▶ _DESCRIPTION OF THE TASK_
Reproduce the entries below word for word, leaving out the pictures.

(Stored items)
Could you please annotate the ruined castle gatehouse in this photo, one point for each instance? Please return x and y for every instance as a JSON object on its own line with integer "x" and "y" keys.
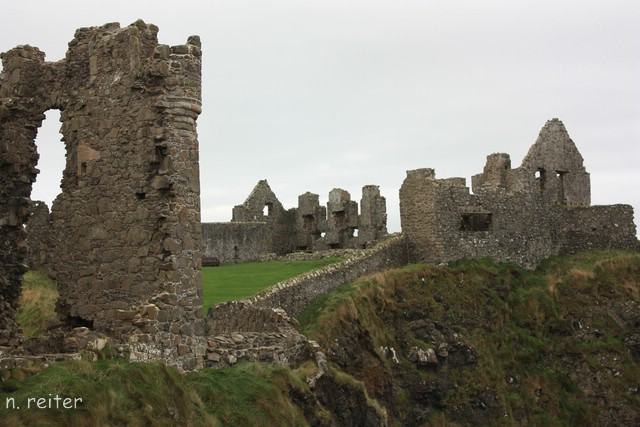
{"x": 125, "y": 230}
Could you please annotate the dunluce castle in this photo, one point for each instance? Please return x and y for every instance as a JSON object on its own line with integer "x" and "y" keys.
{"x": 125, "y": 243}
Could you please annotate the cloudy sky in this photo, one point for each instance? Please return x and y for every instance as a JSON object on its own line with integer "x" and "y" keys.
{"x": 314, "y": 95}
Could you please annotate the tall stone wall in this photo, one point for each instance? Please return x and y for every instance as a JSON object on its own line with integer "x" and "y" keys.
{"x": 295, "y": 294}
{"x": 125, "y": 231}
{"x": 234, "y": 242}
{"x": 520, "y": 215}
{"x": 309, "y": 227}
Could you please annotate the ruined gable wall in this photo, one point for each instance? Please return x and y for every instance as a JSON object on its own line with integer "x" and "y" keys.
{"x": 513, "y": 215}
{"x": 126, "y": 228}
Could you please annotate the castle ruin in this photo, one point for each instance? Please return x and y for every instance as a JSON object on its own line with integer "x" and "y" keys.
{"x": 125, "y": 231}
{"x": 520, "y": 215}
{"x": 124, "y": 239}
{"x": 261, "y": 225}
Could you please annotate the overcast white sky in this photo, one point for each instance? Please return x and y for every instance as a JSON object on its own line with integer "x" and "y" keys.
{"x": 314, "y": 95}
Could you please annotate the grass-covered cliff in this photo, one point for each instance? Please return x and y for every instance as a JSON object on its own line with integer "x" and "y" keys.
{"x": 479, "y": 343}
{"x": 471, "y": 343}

▶ _FULL RESPONSE_
Could you please annotate the ruined castle gatehouse in this photo, one point for each instance? Please return x and y for every instance as a JSON object on its own line with integer "x" and "y" keys.
{"x": 125, "y": 230}
Could you please annotate the dunluce castle in this photo, one point for each instance? Please return x and y for every instance as a JSON object on its own line with integer "x" and "y" keys.
{"x": 125, "y": 243}
Could you please annotate the cloudy sky in this photo, one point for each instance? Please return x and y for every instance as a JSON object on its own line with integer "x" and "y" keys.
{"x": 314, "y": 95}
Could you please annotate the tall stone wall in this photo, one point for each instance? Please return x and y for every instance as a JSON object on its own line with integer "x" and "y" keys.
{"x": 295, "y": 294}
{"x": 125, "y": 231}
{"x": 234, "y": 242}
{"x": 520, "y": 215}
{"x": 309, "y": 227}
Could you please annotate the ruined gable wall in this photo, one point for each instance? Please return x and y for every instance as a JSON object on its own line with integer "x" and "y" keys.
{"x": 513, "y": 215}
{"x": 126, "y": 228}
Could you please annotate the castle ruin in this photo, one point for each instance? Please return x and y for every instance as a JSON object on its own line with integer "x" and "y" keys.
{"x": 125, "y": 231}
{"x": 520, "y": 215}
{"x": 124, "y": 239}
{"x": 261, "y": 225}
Could you please annotate the overcast white sky in this photo, one point for each instance? Please return x and y for every instance as a JSON object on its own line with integer "x" and "y" keys.
{"x": 314, "y": 95}
Could you please annotate the grass-covered cliff in this photo, one point for each instance? Please return x and y for every instance as a JSON object on its own line with integer "x" and "y" keys.
{"x": 479, "y": 343}
{"x": 471, "y": 343}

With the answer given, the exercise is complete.